- Stored items from a collection -
-- BEGIN --

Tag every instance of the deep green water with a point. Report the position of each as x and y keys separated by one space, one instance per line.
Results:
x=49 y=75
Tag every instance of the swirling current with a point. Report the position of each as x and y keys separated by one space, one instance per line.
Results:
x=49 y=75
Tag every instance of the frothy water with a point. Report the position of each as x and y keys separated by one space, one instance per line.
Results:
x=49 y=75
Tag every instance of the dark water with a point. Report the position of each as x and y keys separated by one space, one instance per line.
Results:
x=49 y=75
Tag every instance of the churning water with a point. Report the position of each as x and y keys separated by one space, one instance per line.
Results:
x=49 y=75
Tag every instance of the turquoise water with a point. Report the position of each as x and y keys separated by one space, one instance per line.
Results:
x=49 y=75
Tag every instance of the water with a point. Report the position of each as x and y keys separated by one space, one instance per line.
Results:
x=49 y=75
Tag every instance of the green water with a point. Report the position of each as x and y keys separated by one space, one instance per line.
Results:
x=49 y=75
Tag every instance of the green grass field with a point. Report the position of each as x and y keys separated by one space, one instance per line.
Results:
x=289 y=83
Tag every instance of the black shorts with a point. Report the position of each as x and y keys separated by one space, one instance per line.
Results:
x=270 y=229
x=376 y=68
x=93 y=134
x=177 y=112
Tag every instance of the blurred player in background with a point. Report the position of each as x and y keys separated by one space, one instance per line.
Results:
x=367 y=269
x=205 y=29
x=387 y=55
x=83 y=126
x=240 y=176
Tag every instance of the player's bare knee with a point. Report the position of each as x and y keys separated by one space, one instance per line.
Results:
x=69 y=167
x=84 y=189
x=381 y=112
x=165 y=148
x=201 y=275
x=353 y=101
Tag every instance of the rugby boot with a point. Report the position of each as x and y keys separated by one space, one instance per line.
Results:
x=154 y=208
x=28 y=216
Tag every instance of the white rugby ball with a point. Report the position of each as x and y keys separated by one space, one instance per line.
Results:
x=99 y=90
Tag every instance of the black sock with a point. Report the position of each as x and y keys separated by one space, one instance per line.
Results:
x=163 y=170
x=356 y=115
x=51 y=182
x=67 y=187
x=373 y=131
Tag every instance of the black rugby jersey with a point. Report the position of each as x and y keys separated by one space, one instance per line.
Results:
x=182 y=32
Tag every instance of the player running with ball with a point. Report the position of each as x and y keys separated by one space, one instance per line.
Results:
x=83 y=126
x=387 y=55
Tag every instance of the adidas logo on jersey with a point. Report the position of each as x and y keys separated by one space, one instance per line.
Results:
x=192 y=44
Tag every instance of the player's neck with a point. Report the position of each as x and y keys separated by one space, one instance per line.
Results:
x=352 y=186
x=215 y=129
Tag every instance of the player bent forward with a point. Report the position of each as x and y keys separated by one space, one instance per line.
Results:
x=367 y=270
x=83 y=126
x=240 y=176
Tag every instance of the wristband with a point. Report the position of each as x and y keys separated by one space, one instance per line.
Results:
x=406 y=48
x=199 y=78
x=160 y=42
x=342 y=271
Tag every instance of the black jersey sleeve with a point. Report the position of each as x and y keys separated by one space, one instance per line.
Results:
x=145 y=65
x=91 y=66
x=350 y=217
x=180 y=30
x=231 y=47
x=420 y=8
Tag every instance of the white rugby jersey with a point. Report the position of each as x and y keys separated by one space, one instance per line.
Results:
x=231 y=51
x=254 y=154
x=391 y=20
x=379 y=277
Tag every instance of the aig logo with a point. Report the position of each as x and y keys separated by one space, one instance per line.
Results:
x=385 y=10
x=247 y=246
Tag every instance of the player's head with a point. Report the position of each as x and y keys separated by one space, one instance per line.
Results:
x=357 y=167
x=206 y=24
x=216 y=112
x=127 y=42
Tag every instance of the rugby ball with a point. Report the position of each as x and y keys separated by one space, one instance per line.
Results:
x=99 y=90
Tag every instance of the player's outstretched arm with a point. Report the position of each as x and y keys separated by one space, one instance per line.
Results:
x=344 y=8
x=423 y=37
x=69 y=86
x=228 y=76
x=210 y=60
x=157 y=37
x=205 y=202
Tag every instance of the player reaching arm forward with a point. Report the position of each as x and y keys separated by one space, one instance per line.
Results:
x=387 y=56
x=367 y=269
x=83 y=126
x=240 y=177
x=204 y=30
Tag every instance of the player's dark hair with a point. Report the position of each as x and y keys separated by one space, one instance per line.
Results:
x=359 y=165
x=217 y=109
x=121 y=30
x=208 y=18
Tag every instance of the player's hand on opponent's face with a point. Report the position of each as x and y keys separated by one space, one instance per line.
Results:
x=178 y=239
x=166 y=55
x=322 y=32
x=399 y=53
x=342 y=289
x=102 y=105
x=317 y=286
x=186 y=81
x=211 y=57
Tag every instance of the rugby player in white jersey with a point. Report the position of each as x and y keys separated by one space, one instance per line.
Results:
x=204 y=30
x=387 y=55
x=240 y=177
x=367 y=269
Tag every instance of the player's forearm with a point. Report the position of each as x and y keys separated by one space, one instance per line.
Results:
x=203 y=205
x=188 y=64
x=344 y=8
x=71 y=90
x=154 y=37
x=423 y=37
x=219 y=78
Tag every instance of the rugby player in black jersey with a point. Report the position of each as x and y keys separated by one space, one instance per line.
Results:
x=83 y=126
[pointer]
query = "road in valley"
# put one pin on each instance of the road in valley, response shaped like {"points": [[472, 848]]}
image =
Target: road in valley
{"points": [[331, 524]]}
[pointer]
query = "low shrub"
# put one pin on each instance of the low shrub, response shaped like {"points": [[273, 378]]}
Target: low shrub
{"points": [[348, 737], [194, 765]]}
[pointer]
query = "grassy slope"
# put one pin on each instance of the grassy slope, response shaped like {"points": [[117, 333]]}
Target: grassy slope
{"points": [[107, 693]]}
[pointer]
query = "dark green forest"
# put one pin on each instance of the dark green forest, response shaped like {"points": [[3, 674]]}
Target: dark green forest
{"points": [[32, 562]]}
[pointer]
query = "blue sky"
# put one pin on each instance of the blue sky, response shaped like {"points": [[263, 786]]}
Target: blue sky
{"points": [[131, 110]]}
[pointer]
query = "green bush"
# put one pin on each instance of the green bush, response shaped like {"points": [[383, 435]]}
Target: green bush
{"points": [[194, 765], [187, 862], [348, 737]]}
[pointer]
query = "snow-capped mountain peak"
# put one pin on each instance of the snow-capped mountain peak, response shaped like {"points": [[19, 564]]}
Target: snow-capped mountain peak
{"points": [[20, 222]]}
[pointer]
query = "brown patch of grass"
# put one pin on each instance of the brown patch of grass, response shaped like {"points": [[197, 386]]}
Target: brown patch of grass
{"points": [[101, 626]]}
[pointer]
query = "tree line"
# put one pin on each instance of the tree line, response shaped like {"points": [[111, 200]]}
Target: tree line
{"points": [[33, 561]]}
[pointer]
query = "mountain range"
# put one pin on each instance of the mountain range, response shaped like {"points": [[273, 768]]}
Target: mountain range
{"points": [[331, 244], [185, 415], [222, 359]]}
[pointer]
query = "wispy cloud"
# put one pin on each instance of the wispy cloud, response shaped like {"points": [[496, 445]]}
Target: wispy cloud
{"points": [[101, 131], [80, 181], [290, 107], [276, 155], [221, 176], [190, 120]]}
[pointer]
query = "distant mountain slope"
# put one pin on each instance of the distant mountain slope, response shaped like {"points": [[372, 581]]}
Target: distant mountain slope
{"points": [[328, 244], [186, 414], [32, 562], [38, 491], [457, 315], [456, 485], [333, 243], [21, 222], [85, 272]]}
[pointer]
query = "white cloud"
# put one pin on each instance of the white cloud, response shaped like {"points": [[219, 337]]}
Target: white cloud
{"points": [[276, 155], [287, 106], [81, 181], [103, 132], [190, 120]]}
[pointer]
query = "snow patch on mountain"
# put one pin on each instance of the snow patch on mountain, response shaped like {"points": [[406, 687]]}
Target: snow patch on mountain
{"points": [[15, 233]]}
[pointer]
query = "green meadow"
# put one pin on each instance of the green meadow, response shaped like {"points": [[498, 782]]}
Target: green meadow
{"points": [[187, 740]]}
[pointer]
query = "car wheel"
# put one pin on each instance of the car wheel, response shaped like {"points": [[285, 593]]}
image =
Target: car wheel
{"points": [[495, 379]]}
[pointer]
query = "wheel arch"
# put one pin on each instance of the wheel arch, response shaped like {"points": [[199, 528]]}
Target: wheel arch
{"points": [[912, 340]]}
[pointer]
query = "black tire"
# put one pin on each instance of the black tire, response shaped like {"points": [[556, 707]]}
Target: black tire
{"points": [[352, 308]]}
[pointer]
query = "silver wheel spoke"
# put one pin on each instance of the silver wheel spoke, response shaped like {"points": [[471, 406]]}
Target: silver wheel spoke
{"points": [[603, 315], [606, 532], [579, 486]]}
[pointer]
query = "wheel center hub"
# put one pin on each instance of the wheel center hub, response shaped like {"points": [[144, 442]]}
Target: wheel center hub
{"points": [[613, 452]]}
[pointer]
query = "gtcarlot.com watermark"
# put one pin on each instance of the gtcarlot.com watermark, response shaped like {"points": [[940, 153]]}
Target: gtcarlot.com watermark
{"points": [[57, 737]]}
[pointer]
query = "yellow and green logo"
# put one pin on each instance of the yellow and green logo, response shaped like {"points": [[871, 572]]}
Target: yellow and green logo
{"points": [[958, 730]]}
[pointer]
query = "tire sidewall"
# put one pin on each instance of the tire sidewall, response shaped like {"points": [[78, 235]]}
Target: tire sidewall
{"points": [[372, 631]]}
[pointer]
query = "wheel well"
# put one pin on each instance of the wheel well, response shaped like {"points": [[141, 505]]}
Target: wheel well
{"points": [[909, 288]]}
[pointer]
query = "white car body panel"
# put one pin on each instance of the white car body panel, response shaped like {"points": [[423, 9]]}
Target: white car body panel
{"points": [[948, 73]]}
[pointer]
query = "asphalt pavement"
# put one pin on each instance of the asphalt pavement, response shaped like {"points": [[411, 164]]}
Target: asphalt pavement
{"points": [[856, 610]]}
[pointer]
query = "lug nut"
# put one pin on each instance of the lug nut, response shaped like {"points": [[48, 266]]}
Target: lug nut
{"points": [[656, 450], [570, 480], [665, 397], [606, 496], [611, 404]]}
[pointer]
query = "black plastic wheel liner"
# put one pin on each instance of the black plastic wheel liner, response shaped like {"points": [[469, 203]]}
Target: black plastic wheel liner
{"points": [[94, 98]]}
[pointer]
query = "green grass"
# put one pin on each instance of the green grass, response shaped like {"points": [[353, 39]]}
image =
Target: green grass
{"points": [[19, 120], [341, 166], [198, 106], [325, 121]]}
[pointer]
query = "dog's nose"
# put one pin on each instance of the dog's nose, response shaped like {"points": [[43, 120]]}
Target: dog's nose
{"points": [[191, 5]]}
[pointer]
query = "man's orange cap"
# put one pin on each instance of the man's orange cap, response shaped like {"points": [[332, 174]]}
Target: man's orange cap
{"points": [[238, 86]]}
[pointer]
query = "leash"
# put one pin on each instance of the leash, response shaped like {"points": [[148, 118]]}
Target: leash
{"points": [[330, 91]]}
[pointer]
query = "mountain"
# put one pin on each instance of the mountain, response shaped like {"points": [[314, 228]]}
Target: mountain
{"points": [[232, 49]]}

-- END --

State how many lines in the items above contain the word "grassy". Reply with the number alone.

- SOLUTION TO THIS EXERCISE -
3